## Set problem
Transcribe all the records exactly and omit any images they hold.

## Dataset rows
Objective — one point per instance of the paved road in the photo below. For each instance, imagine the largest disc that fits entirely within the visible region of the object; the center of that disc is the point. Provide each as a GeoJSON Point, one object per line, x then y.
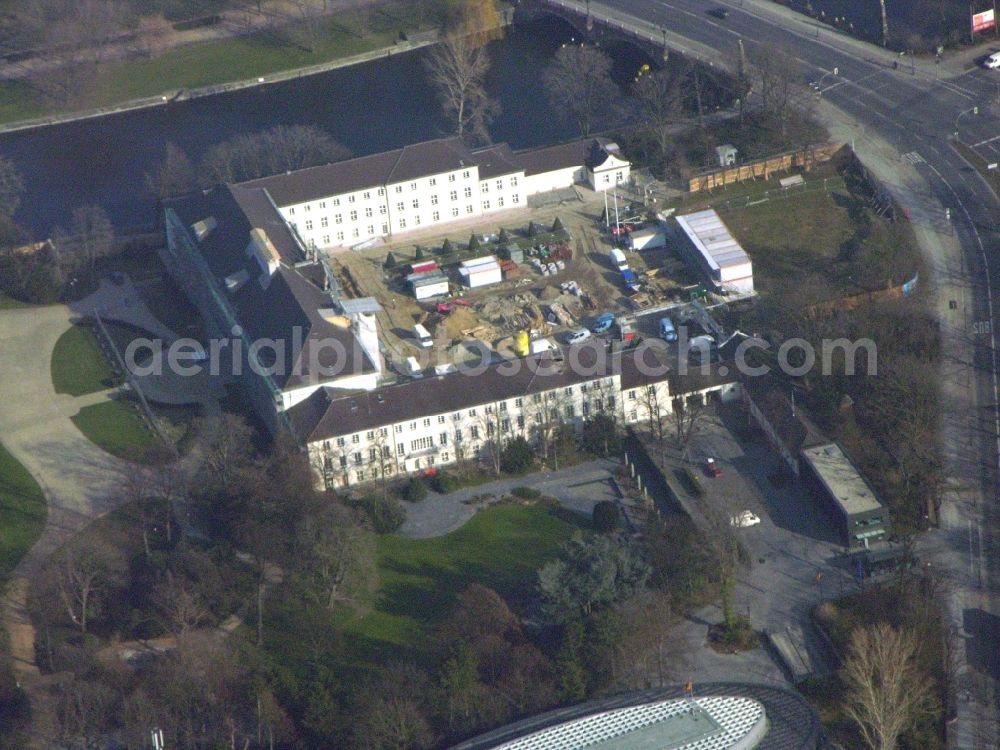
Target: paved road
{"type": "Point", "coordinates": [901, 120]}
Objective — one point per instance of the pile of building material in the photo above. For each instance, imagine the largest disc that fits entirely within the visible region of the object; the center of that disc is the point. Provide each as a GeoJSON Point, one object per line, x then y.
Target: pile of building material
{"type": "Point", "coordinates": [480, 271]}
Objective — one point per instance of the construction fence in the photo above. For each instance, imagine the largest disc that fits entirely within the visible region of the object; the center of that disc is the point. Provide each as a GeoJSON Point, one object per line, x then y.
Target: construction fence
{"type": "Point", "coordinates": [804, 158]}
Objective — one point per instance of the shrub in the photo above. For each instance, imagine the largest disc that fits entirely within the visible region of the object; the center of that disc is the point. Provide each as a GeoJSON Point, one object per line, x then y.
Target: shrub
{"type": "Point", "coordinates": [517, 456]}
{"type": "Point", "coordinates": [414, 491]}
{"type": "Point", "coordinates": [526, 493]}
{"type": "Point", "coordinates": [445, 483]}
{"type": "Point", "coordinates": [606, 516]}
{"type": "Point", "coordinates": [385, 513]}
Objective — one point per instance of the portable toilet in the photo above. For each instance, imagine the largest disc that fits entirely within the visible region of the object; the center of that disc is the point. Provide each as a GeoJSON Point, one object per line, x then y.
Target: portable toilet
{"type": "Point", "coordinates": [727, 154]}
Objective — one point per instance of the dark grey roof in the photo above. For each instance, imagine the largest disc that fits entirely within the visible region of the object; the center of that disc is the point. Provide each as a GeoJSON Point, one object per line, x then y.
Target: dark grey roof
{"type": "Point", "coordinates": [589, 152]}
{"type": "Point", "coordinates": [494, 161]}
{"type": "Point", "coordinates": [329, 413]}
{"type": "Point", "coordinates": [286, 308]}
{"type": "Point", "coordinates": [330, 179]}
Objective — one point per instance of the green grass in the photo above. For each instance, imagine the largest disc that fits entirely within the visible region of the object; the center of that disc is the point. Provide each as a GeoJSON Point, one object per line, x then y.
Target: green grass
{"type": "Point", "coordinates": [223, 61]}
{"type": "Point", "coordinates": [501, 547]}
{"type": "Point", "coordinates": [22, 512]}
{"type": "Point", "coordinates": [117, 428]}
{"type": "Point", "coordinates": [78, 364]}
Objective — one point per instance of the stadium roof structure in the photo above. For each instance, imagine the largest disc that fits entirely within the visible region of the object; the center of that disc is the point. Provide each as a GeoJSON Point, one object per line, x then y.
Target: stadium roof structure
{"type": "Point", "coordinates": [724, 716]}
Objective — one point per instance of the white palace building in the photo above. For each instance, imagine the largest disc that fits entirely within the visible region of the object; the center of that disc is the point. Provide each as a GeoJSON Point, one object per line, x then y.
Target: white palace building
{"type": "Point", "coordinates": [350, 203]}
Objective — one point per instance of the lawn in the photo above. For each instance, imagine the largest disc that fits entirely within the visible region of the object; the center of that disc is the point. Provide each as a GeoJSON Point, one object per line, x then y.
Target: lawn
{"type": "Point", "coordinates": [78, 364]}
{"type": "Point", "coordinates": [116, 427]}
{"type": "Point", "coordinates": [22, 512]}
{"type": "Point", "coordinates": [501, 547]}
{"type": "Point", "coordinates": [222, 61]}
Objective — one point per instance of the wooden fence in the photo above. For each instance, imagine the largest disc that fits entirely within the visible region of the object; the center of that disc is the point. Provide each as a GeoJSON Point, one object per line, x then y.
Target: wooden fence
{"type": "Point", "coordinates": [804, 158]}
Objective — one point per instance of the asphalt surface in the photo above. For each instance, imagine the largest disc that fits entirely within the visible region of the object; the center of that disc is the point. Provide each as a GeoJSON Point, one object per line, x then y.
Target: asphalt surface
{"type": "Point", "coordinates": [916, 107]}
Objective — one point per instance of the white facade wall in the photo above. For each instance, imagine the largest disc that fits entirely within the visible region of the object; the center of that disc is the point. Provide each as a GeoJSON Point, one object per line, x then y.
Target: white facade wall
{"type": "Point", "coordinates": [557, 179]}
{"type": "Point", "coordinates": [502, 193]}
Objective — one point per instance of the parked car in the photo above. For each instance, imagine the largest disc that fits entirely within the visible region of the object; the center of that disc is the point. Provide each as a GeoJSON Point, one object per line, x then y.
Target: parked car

## Exercise answer
Objective — one point per instance of the paved road in the photo below. For each instance, imagine the largest disc that fits entirely within the visible region of the object; the center of that disc is the point. Provide each as a GeoJSON Point, one object per line, x then y.
Target: paved road
{"type": "Point", "coordinates": [901, 120]}
Objective — one point per instance of the pile of building material in the photo above. For each instance, imagine the largest disc that fits entirely within the visible region of the object; the center of that disc is the point. Provide each as a GeoJSON Point, one object per line, x then y.
Target: pile of building material
{"type": "Point", "coordinates": [480, 271]}
Objective — one point per instance of the construction fence in the photo above. For each instance, imagine the largest disc that fits entirely within the visible region of the object; the center of that disc is the point. Provide each as a GeoJSON Point, one object per line, x then y.
Target: construction fence
{"type": "Point", "coordinates": [804, 158]}
Objective — one point per instance of the shrub in the photo above. For each instance, imagine the largest disc that fits entirely within the visible region of the object; the center of that disc is the point. Provide each as a GeoJSON Point, one object per line, x then y.
Target: shrub
{"type": "Point", "coordinates": [517, 456]}
{"type": "Point", "coordinates": [414, 491]}
{"type": "Point", "coordinates": [526, 493]}
{"type": "Point", "coordinates": [445, 483]}
{"type": "Point", "coordinates": [606, 516]}
{"type": "Point", "coordinates": [385, 513]}
Objective — one point per instance of the portable toilet in the photo above. For each instance, imagine the largest disc that fits entirely within the visible region of the object; the center of that disc is the point. Provide each as a GeoJSON Point, one object per line, x then y.
Target: portable toilet
{"type": "Point", "coordinates": [727, 154]}
Objective — one point per instance of the dark grey roof in the photo above. For each instance, imagine the largest disc that fits entirely within the visible region of the object; the center of that disc is the point. Provide each as a GeoJSON Point, one object per line, x then y.
Target: dark grey roof
{"type": "Point", "coordinates": [589, 152]}
{"type": "Point", "coordinates": [494, 161]}
{"type": "Point", "coordinates": [329, 413]}
{"type": "Point", "coordinates": [286, 308]}
{"type": "Point", "coordinates": [330, 179]}
Objective — one point per instance of the green grass in the photo above. For each instance, imagine the largest disc that fits entirely within the visible region of the object; the center of that disc is the point. Provide each as a GeoJSON Point, one object per line, x then y.
Target: green grass
{"type": "Point", "coordinates": [223, 61]}
{"type": "Point", "coordinates": [501, 547]}
{"type": "Point", "coordinates": [22, 512]}
{"type": "Point", "coordinates": [117, 428]}
{"type": "Point", "coordinates": [78, 364]}
Objective — one point per instance of the stadium roof structure in the photo above. For each instance, imagine the largest disc that fits entirely within the visible region of the object; the center of that disc is the point. Provide each as a GeoJSON Point, one object per line, x then y.
Target: stadium roof structure
{"type": "Point", "coordinates": [724, 716]}
Objective — one point per instance of the white palace building in the photo above. For each instance, imagine the largest disc that fits entirely within the visible region of the object; the center of that disc is the point. Provide each as a GeoJSON Point, one object per line, x then y.
Target: white palace building
{"type": "Point", "coordinates": [350, 203]}
Objective — one point per instance of the lawn in the photo above. For each instance, imagine the largest disc that fits entirely within the visible region of the object; the center of that disc is the point. Provide each as a GeoJSON Point, one object per line, x then y.
Target: lawn
{"type": "Point", "coordinates": [78, 364]}
{"type": "Point", "coordinates": [116, 427]}
{"type": "Point", "coordinates": [22, 512]}
{"type": "Point", "coordinates": [501, 547]}
{"type": "Point", "coordinates": [222, 61]}
Objective — one point per instance of the wooden fence in the photo above. For each instance, imagine the largest disc that fits entirely within the visible region of the object; the center of that disc is the point. Provide each as a GeoJSON Point, one object per line, x then y.
Target: wooden fence
{"type": "Point", "coordinates": [804, 158]}
Objective — one point per instance of the asphalt surface in the photo above. For each instance, imagine the largest disc that fits entirely within the visible region of the object; the center of that disc is the point. Provide each as a GeoJSON Point, one object per line, x then y.
Target: asphalt surface
{"type": "Point", "coordinates": [916, 107]}
Objective — one point per instance of the white facade wall in the photo above. For each instance, imagine the largest disc that fits entirely within the visible region of the object; the center of that disc is the point. Provide each as a GeoJSON Point, one object per line, x then y.
Target: white facade wall
{"type": "Point", "coordinates": [557, 179]}
{"type": "Point", "coordinates": [502, 193]}
Objective — one point per instance of the parked car in the photo above. For each instance, imagine the largest disc that fits entirely within the visible region of the object; the center of that disc is the point. Provide each as a GeoJSON Point, one object per line, x then y.
Target: parked car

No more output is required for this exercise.